#### AUFGABENSTELLUNG
Formatiere sämtliche Zeilen der folgenden Datensätze als nummerierte Liste und lass dabei Leerzeilen weg.

————————

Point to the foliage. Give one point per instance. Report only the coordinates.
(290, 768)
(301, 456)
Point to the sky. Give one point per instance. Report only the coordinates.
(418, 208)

————————

#### ERGEBNIS DER ÜBUNG
1. Point to the foliage. Give one point per instance. Report only the coordinates.
2. (290, 768)
3. (301, 456)
4. Point to the sky. Give one point per instance. Report only the coordinates.
5. (418, 208)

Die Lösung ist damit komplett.